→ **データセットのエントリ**
_ _ _ _ _ _ _
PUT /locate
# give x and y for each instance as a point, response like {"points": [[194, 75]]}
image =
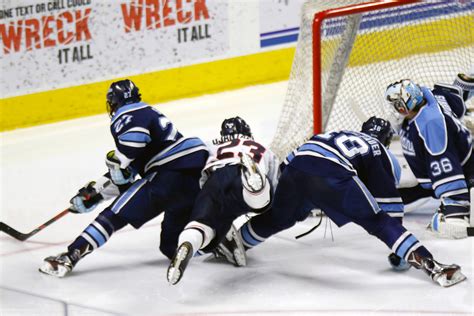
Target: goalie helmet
{"points": [[233, 126], [121, 93], [378, 128], [404, 96]]}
_ _ _ _ _ _ _
→ **やること**
上のエントリを編集し、"goalie helmet"を"hockey helmet"に置き換える。ほかの部分はそのままにし、画像は答えに含めない。

→ **解答例**
PUT /locate
# give x and y for each instance as a point, response like {"points": [[194, 75]]}
image =
Target: hockey helmet
{"points": [[233, 126], [121, 93], [378, 128], [404, 96]]}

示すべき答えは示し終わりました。